Begin Data records

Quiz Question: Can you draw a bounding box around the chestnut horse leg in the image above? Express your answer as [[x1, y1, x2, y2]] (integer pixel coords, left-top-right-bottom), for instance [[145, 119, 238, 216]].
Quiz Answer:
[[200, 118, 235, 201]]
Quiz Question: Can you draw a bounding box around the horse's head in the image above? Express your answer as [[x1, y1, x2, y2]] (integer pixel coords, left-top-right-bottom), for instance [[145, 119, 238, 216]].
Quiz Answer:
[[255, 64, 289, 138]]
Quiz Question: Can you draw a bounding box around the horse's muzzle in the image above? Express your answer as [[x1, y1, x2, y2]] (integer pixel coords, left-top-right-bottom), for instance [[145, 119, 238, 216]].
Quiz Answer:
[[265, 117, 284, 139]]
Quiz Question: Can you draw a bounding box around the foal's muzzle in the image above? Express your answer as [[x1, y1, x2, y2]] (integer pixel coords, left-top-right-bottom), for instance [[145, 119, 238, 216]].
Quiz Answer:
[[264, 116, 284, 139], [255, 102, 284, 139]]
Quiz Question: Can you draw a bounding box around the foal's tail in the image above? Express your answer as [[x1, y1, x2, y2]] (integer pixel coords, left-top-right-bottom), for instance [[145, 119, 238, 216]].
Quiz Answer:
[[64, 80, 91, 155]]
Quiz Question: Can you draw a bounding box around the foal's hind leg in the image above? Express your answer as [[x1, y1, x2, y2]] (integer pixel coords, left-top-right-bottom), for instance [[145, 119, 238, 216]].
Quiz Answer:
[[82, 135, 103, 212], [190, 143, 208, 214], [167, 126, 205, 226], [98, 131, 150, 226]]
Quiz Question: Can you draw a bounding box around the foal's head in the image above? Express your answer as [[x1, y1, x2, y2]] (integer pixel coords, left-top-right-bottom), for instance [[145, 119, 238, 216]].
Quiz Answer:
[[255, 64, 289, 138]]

End Data records

**Goal of the exercise**
Lay out every line of the entries above as a numbered list, leaving out any blank lines.

**In response**
1. Quiz Question: Can you draw a bounding box around the chestnut horse leg in the image above? Express your answer as [[x1, y1, x2, y2]] (integer pixel coords, left-top-right-bottom), for instance [[145, 119, 238, 216]].
2. Quiz Answer:
3. [[200, 118, 235, 201]]
4. Quiz Question: Can you draw a bounding box around the horse's head in the image above? Express your answer as [[x1, y1, x2, y2]] (integer pixel coords, left-top-right-bottom), for instance [[145, 119, 238, 216]].
5. Quiz Answer:
6. [[255, 64, 289, 138]]
7. Quiz Question: Can you draw a bounding box around the horse's muzzle in the image above? Express your answer as [[x1, y1, x2, y2]] (integer pixel coords, left-top-right-bottom), for instance [[145, 119, 238, 216]].
8. Quiz Answer:
9. [[265, 117, 284, 139]]
10. Quiz Question: Can you draw a bounding box around the foal's muzzle in the image above? Express your answer as [[x1, y1, x2, y2]] (integer pixel coords, left-top-right-bottom), for instance [[145, 119, 238, 216]].
11. Quiz Answer:
12. [[264, 116, 284, 139], [255, 102, 284, 139]]
13. Quiz Question: Can you draw a bounding box around the foal's tail in the image above? Express your answer as [[x1, y1, x2, y2]] (integer pixel coords, left-top-right-bottom), for instance [[145, 119, 238, 216]].
14. Quiz Answer:
15. [[64, 80, 91, 155]]
16. Quiz Question: Can you draw a bounding box around the foal's hind leg in the image above? Express your answer as [[x1, y1, x2, y2]] (integer pixel coords, left-top-right-bottom), for instance [[145, 119, 238, 216]].
17. Quiz Answer:
18. [[82, 135, 103, 212], [190, 143, 208, 214], [167, 126, 205, 226], [98, 131, 150, 226]]
19. Quiz Question: Can you draw a bounding box around the foal's head in the image above? Express your answer as [[x1, y1, x2, y2]] (integer pixel coords, left-top-right-bottom), for instance [[145, 119, 238, 216]].
20. Quiz Answer:
21. [[255, 64, 289, 138]]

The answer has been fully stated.